Short problem: Quote every row below word for word, leaving the pictures out.

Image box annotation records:
Begin
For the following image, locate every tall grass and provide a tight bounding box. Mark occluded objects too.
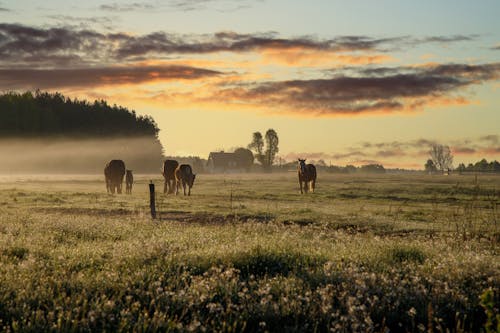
[0,175,500,332]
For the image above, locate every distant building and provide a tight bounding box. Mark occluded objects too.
[207,149,253,173]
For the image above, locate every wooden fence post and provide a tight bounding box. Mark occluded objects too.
[149,180,156,219]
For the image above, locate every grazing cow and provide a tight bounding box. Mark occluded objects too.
[162,160,179,193]
[125,170,134,194]
[297,158,316,194]
[175,164,196,195]
[104,160,125,194]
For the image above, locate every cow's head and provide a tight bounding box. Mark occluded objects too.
[298,158,306,173]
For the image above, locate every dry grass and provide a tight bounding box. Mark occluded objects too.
[0,174,500,331]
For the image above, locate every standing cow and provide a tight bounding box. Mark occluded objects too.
[104,160,125,194]
[125,170,134,194]
[162,160,179,193]
[297,158,316,194]
[175,164,196,195]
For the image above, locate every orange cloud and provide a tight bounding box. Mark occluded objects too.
[260,47,396,68]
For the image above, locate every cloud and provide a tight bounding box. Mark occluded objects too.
[99,2,152,12]
[207,63,500,116]
[0,66,221,90]
[282,134,500,169]
[0,23,482,66]
[479,134,500,145]
[47,15,117,29]
[99,0,264,12]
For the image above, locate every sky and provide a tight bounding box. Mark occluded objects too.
[0,0,500,169]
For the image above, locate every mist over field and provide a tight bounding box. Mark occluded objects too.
[0,137,162,174]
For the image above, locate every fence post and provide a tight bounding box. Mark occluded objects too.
[149,180,156,219]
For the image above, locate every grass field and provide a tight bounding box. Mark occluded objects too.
[0,173,500,332]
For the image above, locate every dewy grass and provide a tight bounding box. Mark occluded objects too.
[0,174,500,332]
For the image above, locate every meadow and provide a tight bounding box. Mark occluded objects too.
[0,172,500,332]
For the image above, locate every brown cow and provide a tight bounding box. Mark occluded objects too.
[125,170,134,194]
[162,160,179,193]
[297,158,316,193]
[175,164,196,195]
[104,160,125,194]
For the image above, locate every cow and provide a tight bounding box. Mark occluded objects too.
[125,170,134,194]
[162,160,179,193]
[297,158,316,194]
[175,164,196,195]
[104,160,125,194]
End
Solution to the problem:
For the following image, locate every tall grass and provide a tight bounding box. Mark occluded objects too.
[0,175,500,332]
For the image above, locate every distant building and provide a tight bounding box. Mark occluded objects too.
[207,149,253,173]
For the image above, locate every wooden fence post and provide a tight bounding box. Mark occluded objects too.
[149,180,156,219]
For the image above, locate every grazing cow and provide a tight bounding box. Mark occluded objects too.
[162,160,179,193]
[125,170,134,194]
[297,158,316,194]
[175,164,196,195]
[104,160,125,194]
For the image above, locate every cow's head and provide a tight bounding box. Mark occluded objects too.
[298,158,306,173]
For the image above, locate every dry grass and provide a tight bounding box. Mark occluded objects too.
[0,174,500,331]
For the image above, locate every standing cow and provide a tight bounding box. Mark occluded objects too.
[104,160,125,194]
[125,170,134,194]
[162,160,179,193]
[297,158,316,194]
[175,164,196,195]
For the image above, locate every orange cloud and provide a tight bounding box. Mark occluded objects too.
[260,47,396,68]
For the image above, locate every cloud and provide a tight bounding box. Mark occluded objects too.
[99,2,152,12]
[207,63,500,116]
[0,66,221,90]
[282,134,500,169]
[0,23,482,66]
[479,134,500,145]
[47,15,117,29]
[99,0,264,12]
For the image above, locate every sky and provide a tight bounding box. Mark occluded objects too.
[0,0,500,169]
For the image above, locate every mist over field and provide a tight bounding box. Mark occluded objects too.
[0,137,162,174]
For the image above, locate every fence post and provide a tight bounding box. Mark occluded objects too.
[149,180,156,219]
For the image above, locate every grass field and provide a tight bounding box. Mark occluded objects too.
[0,173,500,332]
For the image above, locate every dewy grass and provide a tight bounding box. Mark occluded objects too.
[0,174,500,332]
For the image above, locate every meadow and provide a tight bounding box. Mark occluded objects too.
[0,172,500,332]
For the image above, locate every brown cow and provide a tight bounding box. Mark occluded objects too.
[125,170,134,194]
[162,160,179,193]
[297,158,316,193]
[175,164,196,195]
[104,160,125,194]
For the image above, locate every cow and provide a tight bounding box. Mark occluded objects too.
[125,170,134,194]
[162,160,179,193]
[297,158,316,194]
[175,164,196,195]
[104,160,125,194]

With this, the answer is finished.